§ **Directions**:
A - In the book description, since what year has state control of private life in China loosened?
B - Pick up the book description right after its last line and keep it going.

§ **Extract to read**:
------------------------------------------------

Description

Book Synopsis
As state control of private life in China has loosened since 1980, citizens have experienced an unprecedented family revolution. Reading popular "divorce narratives" in fiction, film, and TV drama, this book shows that the representation of marital discord has become a cultural battleground for competing ideologies within post-revolutionary China.

Trade Review

"For those who do not study contemporary China or for those who need English translations or subtitles to gain access to these stories and films, this book is a gold mine...[B]ecause Xiao so frequently engages European social theory and film criticism, the book addresses the urgent need to integrate Chinese experiences and analyses into intellectual discourse that focuses primarily on the literature and films of the Americas and Europe."

-- Deborah Davis * Journal of Asian Studies *

"Hui Faye Xiao makes a significant contribution to recent scholarship on the cultural representation of marital strife in contemporary China….Combining insightful aesthetic understanding of literature and visual culture with a savvy engagement of knowledge from sociology and cultural anthropology, Xiao’s book presents important scholarship on the gendered reading of postsocialist Chinese modernity with a genealogical approach."

------------------------------------------------

§ **Material**:
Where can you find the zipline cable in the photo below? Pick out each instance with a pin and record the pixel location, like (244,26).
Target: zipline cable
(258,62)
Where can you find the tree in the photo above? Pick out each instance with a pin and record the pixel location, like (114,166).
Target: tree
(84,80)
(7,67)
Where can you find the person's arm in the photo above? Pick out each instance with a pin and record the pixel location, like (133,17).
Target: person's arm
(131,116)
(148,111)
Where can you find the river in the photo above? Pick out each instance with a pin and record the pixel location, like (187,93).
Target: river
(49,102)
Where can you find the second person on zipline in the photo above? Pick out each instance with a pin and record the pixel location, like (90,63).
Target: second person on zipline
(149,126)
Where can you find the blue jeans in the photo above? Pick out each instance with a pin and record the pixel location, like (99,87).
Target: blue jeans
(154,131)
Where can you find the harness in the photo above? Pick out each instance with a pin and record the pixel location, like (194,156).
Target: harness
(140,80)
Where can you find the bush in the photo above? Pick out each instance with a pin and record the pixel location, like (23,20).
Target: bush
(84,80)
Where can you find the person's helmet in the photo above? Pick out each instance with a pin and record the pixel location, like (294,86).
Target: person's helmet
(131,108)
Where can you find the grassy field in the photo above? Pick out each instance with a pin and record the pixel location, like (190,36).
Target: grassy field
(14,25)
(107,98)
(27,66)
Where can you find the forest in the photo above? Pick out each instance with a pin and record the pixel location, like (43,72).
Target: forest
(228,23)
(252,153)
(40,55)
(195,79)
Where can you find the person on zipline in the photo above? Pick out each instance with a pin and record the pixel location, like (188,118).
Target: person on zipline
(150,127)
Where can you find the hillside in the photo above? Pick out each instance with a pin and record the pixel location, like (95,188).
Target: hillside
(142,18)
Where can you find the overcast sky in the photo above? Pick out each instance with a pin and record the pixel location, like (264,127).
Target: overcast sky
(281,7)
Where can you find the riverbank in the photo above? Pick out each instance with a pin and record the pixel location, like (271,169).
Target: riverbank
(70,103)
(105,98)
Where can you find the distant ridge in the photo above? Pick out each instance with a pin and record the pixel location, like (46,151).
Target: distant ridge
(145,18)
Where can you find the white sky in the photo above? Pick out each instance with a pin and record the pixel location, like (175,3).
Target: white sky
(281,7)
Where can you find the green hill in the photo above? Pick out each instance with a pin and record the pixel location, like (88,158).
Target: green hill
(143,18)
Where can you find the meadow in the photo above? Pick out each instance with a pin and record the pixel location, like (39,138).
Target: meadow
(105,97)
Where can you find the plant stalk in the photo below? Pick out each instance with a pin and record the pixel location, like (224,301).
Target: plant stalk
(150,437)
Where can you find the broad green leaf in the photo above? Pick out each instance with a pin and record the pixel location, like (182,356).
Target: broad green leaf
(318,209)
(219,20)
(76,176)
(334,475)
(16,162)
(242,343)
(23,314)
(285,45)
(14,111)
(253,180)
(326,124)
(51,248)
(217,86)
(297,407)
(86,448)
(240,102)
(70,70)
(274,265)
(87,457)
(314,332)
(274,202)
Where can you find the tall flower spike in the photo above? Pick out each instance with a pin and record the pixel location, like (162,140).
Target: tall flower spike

------------------------------------------------

§ **Answers by task**:
A - Since 1980.

B -
-- Yipeng Shen * Modern Chinese Literature and Culture *

"Through the lense of divorce narratives in literature and visual culture, the book produces an in-depth cultural study of the 'family revolution' in the People’s Republic of China between 1980 and 2010.... Divorce culture, as [Xiao's] skillful reading shows, reveals postsocialist subjects’ eager desire to move forward to a utopic future, but it always fails to deliver in reality.... Family Revolution is a well-researched book with a coherent structure, theoretically informed arguments, and intriguing close reading, making it a wonderful addition to the scholarship on postsocialist Chinese culture and/or Chinese women’s and gender studies."

-- Ping Zhu * H-Asia (H-Net) *

"Xiao is to be lauded for offering this thought-provoking volume, which analyzes “family” as a historically-situated and ideologically-mediated social institution with multifarious meanings vis-à-vis the postsocialist Chinese state-market-culture nexus."

-- Yipeng Shen * Modern Chinese Literature and Culture *

Table of Contents

Preface
Introduction
1. Divorcing the Rural
2. Midlife Crisis and Misogynist Rhetoric
3. Utopia or Dystopia?
4. What Quality Do Chinese Wives Lack?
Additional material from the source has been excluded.